(Items listed in a dataset)
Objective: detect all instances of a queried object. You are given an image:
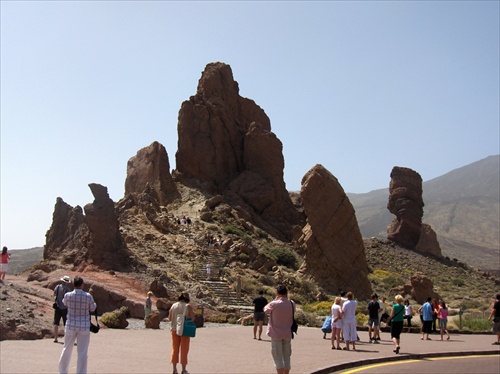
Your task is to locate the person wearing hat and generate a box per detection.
[54,275,71,343]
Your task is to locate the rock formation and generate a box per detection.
[125,142,179,205]
[387,166,424,249]
[84,183,130,269]
[174,63,300,240]
[299,165,371,299]
[43,197,89,264]
[44,184,130,270]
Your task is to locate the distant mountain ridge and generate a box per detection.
[348,155,500,272]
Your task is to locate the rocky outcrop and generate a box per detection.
[125,142,179,205]
[84,183,130,270]
[387,166,424,249]
[298,165,371,299]
[173,63,300,239]
[43,197,90,264]
[415,223,442,257]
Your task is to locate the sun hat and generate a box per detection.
[61,275,71,283]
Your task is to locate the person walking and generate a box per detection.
[53,275,71,343]
[342,292,358,351]
[0,247,10,281]
[144,291,153,320]
[420,297,434,340]
[404,299,413,332]
[58,276,97,374]
[168,292,194,374]
[252,290,267,340]
[488,293,500,345]
[331,296,342,350]
[366,293,383,343]
[264,285,295,374]
[389,295,405,354]
[438,300,450,340]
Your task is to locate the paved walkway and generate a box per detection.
[0,324,500,374]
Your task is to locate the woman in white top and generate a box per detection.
[331,297,342,350]
[168,293,194,374]
[404,299,413,332]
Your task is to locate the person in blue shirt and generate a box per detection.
[420,297,434,340]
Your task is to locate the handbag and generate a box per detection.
[387,307,404,327]
[182,317,196,338]
[90,309,101,334]
[175,304,196,338]
[290,300,299,339]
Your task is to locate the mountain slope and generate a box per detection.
[348,155,500,271]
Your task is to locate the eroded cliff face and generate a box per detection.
[299,165,371,299]
[125,142,179,205]
[387,166,424,249]
[44,183,130,270]
[174,62,300,240]
[387,166,441,257]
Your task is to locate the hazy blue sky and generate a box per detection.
[0,0,500,249]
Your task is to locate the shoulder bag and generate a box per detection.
[290,300,299,339]
[90,308,101,334]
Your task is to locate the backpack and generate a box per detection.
[321,316,332,334]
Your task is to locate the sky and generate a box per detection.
[0,0,500,249]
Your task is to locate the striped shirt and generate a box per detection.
[63,288,97,331]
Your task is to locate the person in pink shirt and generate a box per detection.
[264,286,295,374]
[438,300,450,340]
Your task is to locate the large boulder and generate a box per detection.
[387,166,424,249]
[43,197,90,265]
[84,183,130,270]
[125,141,179,205]
[173,62,300,240]
[298,165,371,299]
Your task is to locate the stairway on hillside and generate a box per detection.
[193,248,253,312]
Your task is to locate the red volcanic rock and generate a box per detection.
[387,166,424,249]
[298,165,371,299]
[174,62,300,239]
[175,62,271,193]
[125,142,179,205]
[84,183,130,270]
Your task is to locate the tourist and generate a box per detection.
[0,247,10,281]
[207,262,212,280]
[342,292,358,350]
[366,293,382,343]
[488,293,500,345]
[331,296,343,350]
[59,276,97,374]
[252,290,267,340]
[432,299,439,334]
[53,275,71,343]
[144,291,153,320]
[377,297,389,341]
[236,275,241,299]
[389,295,405,354]
[168,293,194,374]
[438,300,450,340]
[264,286,295,374]
[420,297,434,340]
[404,299,413,332]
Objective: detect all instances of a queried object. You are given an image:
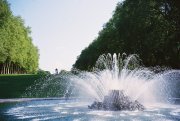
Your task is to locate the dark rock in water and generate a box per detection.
[88,90,145,111]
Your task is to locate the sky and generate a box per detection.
[8,0,121,73]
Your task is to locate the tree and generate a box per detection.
[73,0,180,70]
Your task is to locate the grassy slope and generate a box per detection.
[0,75,40,98]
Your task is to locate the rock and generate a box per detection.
[88,90,145,111]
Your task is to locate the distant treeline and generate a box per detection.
[73,0,180,70]
[0,0,39,74]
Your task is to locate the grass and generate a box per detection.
[0,74,41,98]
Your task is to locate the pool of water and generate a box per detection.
[0,99,180,121]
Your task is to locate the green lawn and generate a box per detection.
[0,75,41,98]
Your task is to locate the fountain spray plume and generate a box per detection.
[67,53,179,108]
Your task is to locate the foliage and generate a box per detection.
[37,69,51,76]
[0,0,39,74]
[73,0,180,70]
[0,74,42,98]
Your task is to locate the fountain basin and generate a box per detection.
[88,90,145,111]
[0,99,180,121]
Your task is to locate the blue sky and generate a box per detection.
[8,0,120,73]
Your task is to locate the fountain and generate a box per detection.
[1,54,180,121]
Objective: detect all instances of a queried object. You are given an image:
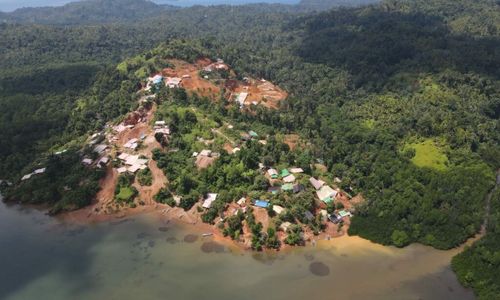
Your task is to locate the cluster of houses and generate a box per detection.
[117,153,148,174]
[82,138,110,168]
[21,168,47,181]
[153,121,170,138]
[203,58,229,73]
[144,74,184,91]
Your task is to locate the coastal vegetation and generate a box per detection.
[0,0,500,299]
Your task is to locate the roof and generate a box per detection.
[248,130,259,137]
[21,174,33,180]
[304,210,314,221]
[117,167,127,174]
[339,210,352,218]
[236,93,248,106]
[199,150,212,156]
[293,184,304,193]
[309,177,325,190]
[283,175,295,183]
[33,168,46,174]
[254,200,269,208]
[94,144,108,153]
[281,183,293,191]
[273,205,285,215]
[236,197,247,206]
[267,169,278,177]
[280,169,290,177]
[290,168,304,174]
[118,153,130,160]
[280,222,292,231]
[82,158,92,165]
[202,193,217,208]
[316,185,337,202]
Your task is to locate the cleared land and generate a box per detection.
[405,139,448,171]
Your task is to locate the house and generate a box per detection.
[273,205,285,215]
[165,77,182,89]
[339,210,352,218]
[281,183,293,192]
[118,153,130,160]
[33,168,47,175]
[290,168,304,174]
[248,130,259,138]
[150,75,163,85]
[199,150,212,157]
[316,185,337,203]
[236,197,247,206]
[202,193,217,209]
[309,177,325,190]
[155,128,170,135]
[117,167,128,174]
[94,144,108,154]
[267,169,278,179]
[283,175,296,183]
[21,173,33,181]
[293,184,305,194]
[254,200,269,208]
[304,210,314,221]
[267,186,280,195]
[82,158,93,166]
[123,139,139,150]
[97,156,109,167]
[236,93,248,107]
[280,169,290,178]
[280,222,292,232]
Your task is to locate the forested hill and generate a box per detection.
[0,0,500,296]
[0,0,175,25]
[298,0,381,11]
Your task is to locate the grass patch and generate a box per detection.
[116,186,134,202]
[404,139,448,171]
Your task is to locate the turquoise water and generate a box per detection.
[0,199,474,300]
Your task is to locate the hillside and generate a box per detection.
[298,0,381,11]
[0,0,178,25]
[0,0,500,292]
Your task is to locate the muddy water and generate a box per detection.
[0,200,474,300]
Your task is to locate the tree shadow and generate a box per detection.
[295,7,500,86]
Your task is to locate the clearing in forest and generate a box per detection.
[404,139,448,171]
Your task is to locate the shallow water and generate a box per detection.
[0,204,474,300]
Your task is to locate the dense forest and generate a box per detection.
[0,0,500,299]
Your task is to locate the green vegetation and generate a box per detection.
[0,0,500,298]
[452,190,500,300]
[404,139,448,171]
[115,174,138,204]
[154,188,176,207]
[137,168,153,186]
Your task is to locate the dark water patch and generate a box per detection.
[304,253,314,261]
[252,252,279,266]
[137,232,149,239]
[200,241,225,253]
[166,236,179,244]
[109,219,133,226]
[309,261,330,276]
[64,226,85,237]
[184,234,198,243]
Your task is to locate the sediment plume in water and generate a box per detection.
[309,261,330,276]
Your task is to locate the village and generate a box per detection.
[22,59,357,248]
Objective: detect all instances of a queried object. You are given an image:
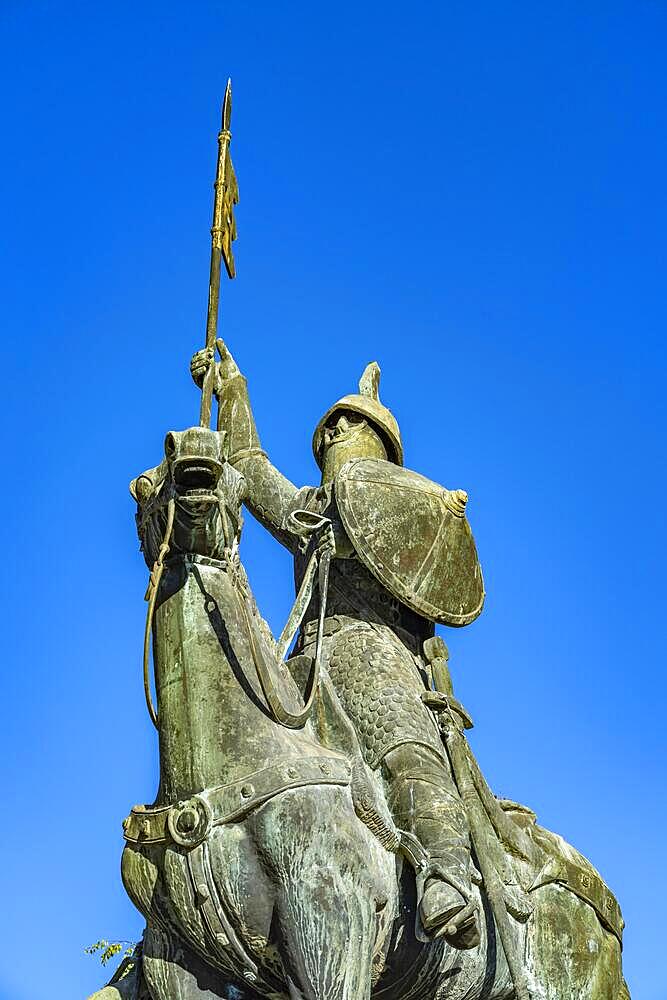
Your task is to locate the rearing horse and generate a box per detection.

▸ **THE EXERCISE**:
Write the full listing out again with every line unchanged, but include no pictures.

▸ **REPLY TO THE TASK**:
Objective: detect all instances of a queried object. You are given an image:
Your task is to locate the person wearing hat and generate a box per detection.
[54,275,71,343]
Your task is to locate the rock formation and generate a box per detection.
[125,142,179,205]
[387,166,424,249]
[84,183,130,269]
[174,63,300,240]
[299,165,371,299]
[43,197,89,264]
[44,184,130,270]
Your task is to locate the distant mountain ridge and generate a box per detection.
[348,155,500,272]
Your task is to locate the rocky outcrop and generate a box per detection.
[125,142,179,205]
[84,183,130,270]
[387,166,424,249]
[298,165,371,299]
[173,63,300,239]
[43,197,90,264]
[415,223,442,257]
Your task is to locate the sun hat and generate a box per detection.
[61,275,71,283]
Your task is to locate the person walking and generate a box per detection.
[53,275,71,343]
[342,292,358,351]
[0,247,10,281]
[144,291,153,320]
[420,297,434,340]
[404,299,413,332]
[58,276,97,374]
[168,292,194,374]
[252,290,267,340]
[488,293,500,345]
[331,296,342,350]
[366,293,383,343]
[264,285,295,374]
[389,295,405,354]
[438,300,450,340]
Your task is to locate the paved walkway and generate a box per detection.
[0,324,500,374]
Your task is to locate the woman in white top and generate a box per detection.
[331,297,342,350]
[168,293,194,374]
[404,299,413,332]
Your task is to locate the person in blue shirt and generate a box per detection.
[420,297,434,340]
Your task is to locate the handbag and generate a box per detection.
[387,307,404,327]
[182,317,196,338]
[90,309,101,334]
[175,304,196,338]
[290,300,299,339]
Your task is to locate the mountain slope and generate a box per detection.
[348,155,500,271]
Your task is to locate the eroded cliff face and generate a box per detection.
[299,165,371,299]
[125,142,179,205]
[387,166,424,249]
[44,183,130,270]
[174,62,300,240]
[387,166,441,257]
Your task is to locate the hazy blue sky and generate a box per detection.
[0,0,500,249]
Your task is to locate the shoulder bag and generate a box per detection.
[290,300,299,339]
[90,308,101,334]
Your task is to locate the backpack and generate a box per detection.
[321,316,332,334]
Your task is to locate the sky and generate a box per detection.
[0,0,500,249]
Your task is to locate the striped shirt and generate a box per detection.
[63,288,97,331]
Your task is to locate the person in pink shirt and generate a box per detection.
[264,286,295,374]
[438,300,450,340]
Your task is to locate the large boulder and generate a box per detection.
[387,166,424,249]
[43,197,90,265]
[84,183,130,270]
[125,141,179,205]
[173,62,300,240]
[298,165,371,299]
Your task is to locate the stairway on hillside and generate a box per detection.
[193,248,253,312]
Your task is to locate the red volcanic rock and generate a box per detection.
[387,166,424,249]
[298,165,371,299]
[174,62,300,239]
[175,62,271,193]
[125,142,179,205]
[84,183,130,270]
Your task is to locate the tourist and generate a box per detection.
[0,247,10,281]
[207,262,212,280]
[342,292,358,350]
[366,293,382,343]
[488,293,500,345]
[331,296,343,350]
[59,276,97,374]
[252,290,267,340]
[432,299,439,334]
[53,275,71,343]
[144,291,153,320]
[377,297,389,341]
[236,275,241,299]
[389,295,405,354]
[168,293,194,374]
[438,300,450,340]
[264,286,295,374]
[420,297,434,340]
[404,299,413,332]
Objective: detect all instances of a queried object. You are given an image:
Your task is to locate the dark rock in water and generate a box per detection.
[88,90,145,111]
Your task is to locate the sky and generate a box per detection.
[8,0,121,73]
Your task is to locate the tree and generate a box per detection.
[73,0,180,70]
Your task is to locate the grassy slope and generate a box per detection.
[0,75,40,98]
Your task is to locate the rock and generate a box per detection.
[88,90,145,111]
Your task is to locate the distant treeline and generate a box per detection.
[73,0,180,70]
[0,0,39,74]
Your task is to locate the grass and generate a box per detection.
[0,74,41,98]
Your task is to locate the pool of water and generate a box per detection.
[0,99,180,121]
Your task is to locate the green lawn and generate a box per detection.
[0,75,41,98]
Your task is to locate the fountain spray plume and generate a box per detection.
[67,53,179,108]
Your task is to locate the foliage and generate a box per detection.
[37,69,51,76]
[0,0,39,74]
[73,0,180,70]
[0,74,42,98]
Your task is to locate the fountain basin and generate a box per detection.
[88,90,145,111]
[0,99,180,121]
Your task is to locate the blue sky and generate a box per detection.
[8,0,120,73]
Your task is to locate the fountain and generate a box per detection.
[1,54,180,121]
Objective: detect all instances of a queried object. You are given an image:
Your task is to locate the cluster of houses and generate a box per detection.
[117,153,148,174]
[82,138,110,168]
[21,168,47,181]
[153,121,170,138]
[203,58,229,73]
[144,74,184,91]
Your task is to locate the coastal vegetation and generate a box per detection.
[0,0,500,299]
Your task is to locate the roof and generate a box per detection.
[248,130,259,137]
[21,174,33,180]
[304,210,314,221]
[117,167,127,174]
[339,210,352,218]
[236,93,248,106]
[199,150,212,156]
[293,184,304,193]
[309,177,325,190]
[283,175,295,183]
[33,168,46,174]
[254,200,269,208]
[94,144,108,153]
[281,183,293,191]
[273,205,285,215]
[236,197,247,206]
[267,169,278,177]
[280,169,290,177]
[290,168,304,174]
[118,153,130,160]
[280,222,292,231]
[82,158,92,165]
[202,193,217,208]
[316,185,337,202]
Your task is to locate the cleared land and generate a box per detection.
[405,139,448,171]
Your task is to locate the house and generate a box per detection.
[273,205,285,215]
[165,77,182,89]
[339,210,352,218]
[281,183,293,192]
[118,153,130,160]
[33,168,47,175]
[290,168,304,174]
[248,130,259,138]
[150,75,163,85]
[199,150,212,157]
[316,185,337,203]
[236,197,247,206]
[202,193,217,209]
[309,177,325,190]
[155,128,170,135]
[117,167,128,174]
[94,144,108,154]
[267,169,278,179]
[283,175,296,183]
[21,173,33,181]
[293,184,305,194]
[254,200,269,208]
[304,210,314,221]
[267,186,280,195]
[82,158,93,166]
[123,139,139,150]
[97,156,109,167]
[236,93,248,107]
[280,169,290,178]
[280,222,292,232]
Your task is to locate the forested hill and generate a box per detection.
[0,0,500,296]
[0,0,175,25]
[298,0,381,11]
Your task is to locate the grass patch and generate a box per detection.
[116,186,134,202]
[404,139,448,171]
Your task is to locate the turquoise water and generate a box per detection.
[0,199,474,300]
Your task is to locate the hillside and generate a box per detection.
[298,0,381,11]
[0,0,178,25]
[0,0,500,292]
Your task is to locate the muddy water and generate a box per detection.
[0,200,474,300]
Your task is to locate the tree shadow and generate a box per detection.
[295,7,500,86]
Your task is to locate the clearing in forest and generate a box per detection.
[404,139,448,171]
Your task is to locate the shallow water and generate a box per detection.
[0,204,474,300]
Your task is to locate the dense forest and generate a box per detection.
[0,0,500,299]
Your task is to locate the green vegetation and generate a box per detection.
[0,0,500,298]
[452,190,500,300]
[404,139,448,171]
[115,174,138,204]
[154,188,176,207]
[137,168,153,186]
Your task is to locate the dark water patch and generate a box per detection.
[304,253,314,261]
[252,252,279,266]
[137,232,149,239]
[200,241,225,253]
[166,236,179,244]
[109,219,133,226]
[309,261,330,276]
[64,226,85,237]
[184,234,198,243]
Your task is to locate the sediment plume in water and generate a box per detection.
[309,261,330,276]
Your task is to locate the village and generate a box per detection.
[22,59,357,248]
Objective: detect all instances of a queried object. You are given an image:
Your task is to locate the rearing horse and generate a box per detection.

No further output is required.